WRITTEN REQUEST: Update the material below by swapping "wooden board stack" for "timber plank pile", and reproduce it with nothing else altered. Omit the pictures from your answer.

SUPPLIED INFORMATION:

***

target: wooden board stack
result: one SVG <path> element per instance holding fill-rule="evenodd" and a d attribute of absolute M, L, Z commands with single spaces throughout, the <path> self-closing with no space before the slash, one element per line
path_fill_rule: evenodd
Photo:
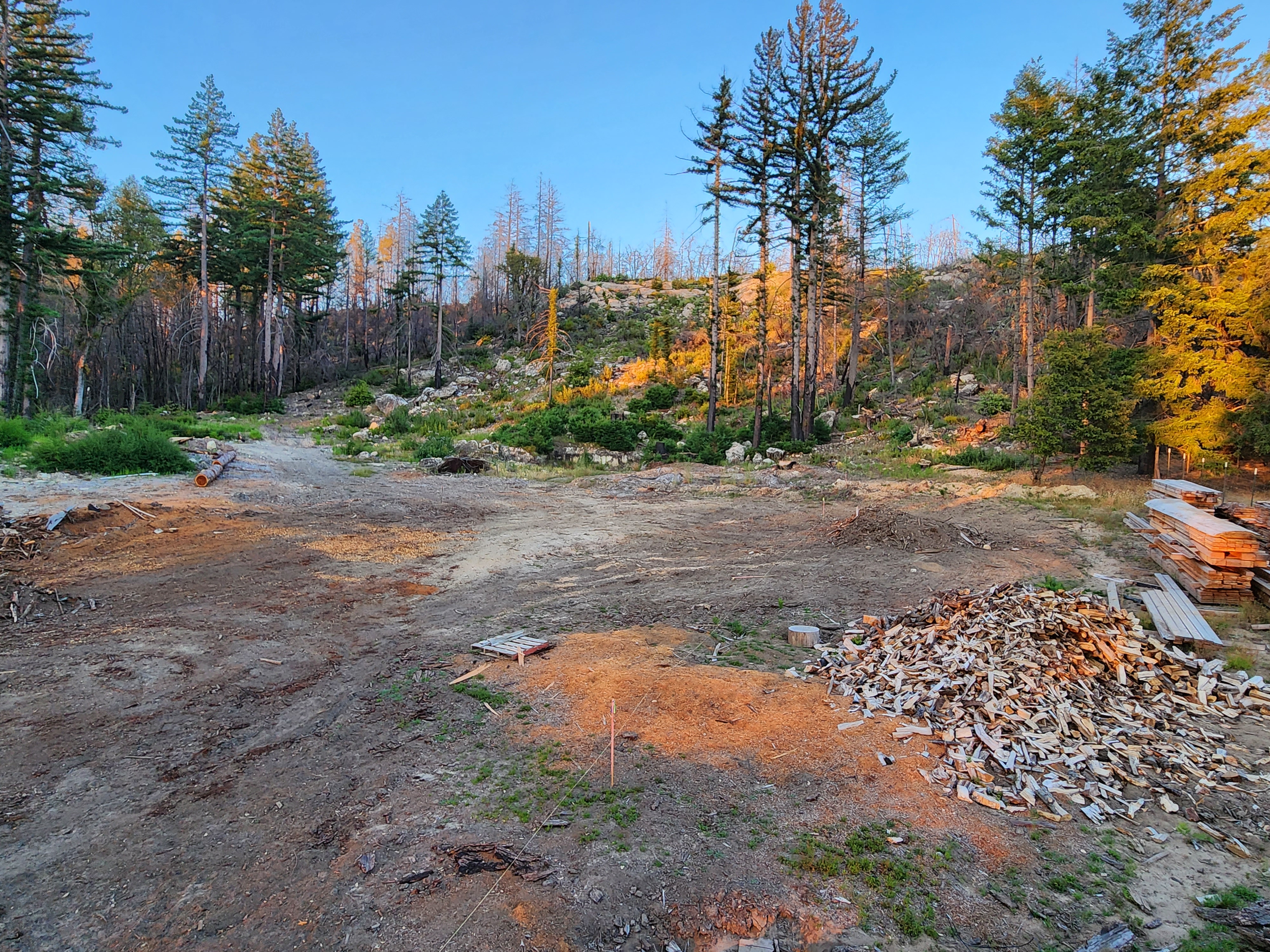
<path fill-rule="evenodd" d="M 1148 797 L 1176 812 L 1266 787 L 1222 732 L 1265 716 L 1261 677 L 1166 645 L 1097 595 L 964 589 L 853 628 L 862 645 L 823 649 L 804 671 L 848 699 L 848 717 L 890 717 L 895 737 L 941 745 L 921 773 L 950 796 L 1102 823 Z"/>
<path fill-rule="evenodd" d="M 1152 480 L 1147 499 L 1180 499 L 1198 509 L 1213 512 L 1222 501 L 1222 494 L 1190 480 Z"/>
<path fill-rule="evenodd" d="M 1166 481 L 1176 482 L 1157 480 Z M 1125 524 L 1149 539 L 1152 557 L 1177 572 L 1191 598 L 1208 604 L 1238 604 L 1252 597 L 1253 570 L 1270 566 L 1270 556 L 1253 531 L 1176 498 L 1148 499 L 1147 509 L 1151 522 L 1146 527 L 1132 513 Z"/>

***

EXERCISE SOLUTION:
target: timber plank pile
result: one SVG <path> element per instance holding fill-rule="evenodd" and a d attribute of absolute M, L, Z commands with single spaces throughout, the <path> self-closing with no space before the slash, one element per line
path_fill_rule: evenodd
Photo:
<path fill-rule="evenodd" d="M 1148 797 L 1176 812 L 1266 787 L 1222 732 L 1265 716 L 1261 677 L 1166 645 L 1097 595 L 964 589 L 853 628 L 862 645 L 823 649 L 804 671 L 848 699 L 848 717 L 890 717 L 895 737 L 941 745 L 921 773 L 950 796 L 1102 823 Z"/>
<path fill-rule="evenodd" d="M 1152 480 L 1147 499 L 1180 499 L 1198 509 L 1213 512 L 1222 501 L 1222 494 L 1190 480 Z"/>
<path fill-rule="evenodd" d="M 1166 481 L 1176 482 L 1157 480 Z M 1125 524 L 1149 539 L 1152 557 L 1177 572 L 1191 598 L 1208 604 L 1238 604 L 1252 597 L 1253 570 L 1270 566 L 1270 556 L 1253 531 L 1176 498 L 1148 499 L 1147 509 L 1151 522 L 1146 527 L 1132 513 Z"/>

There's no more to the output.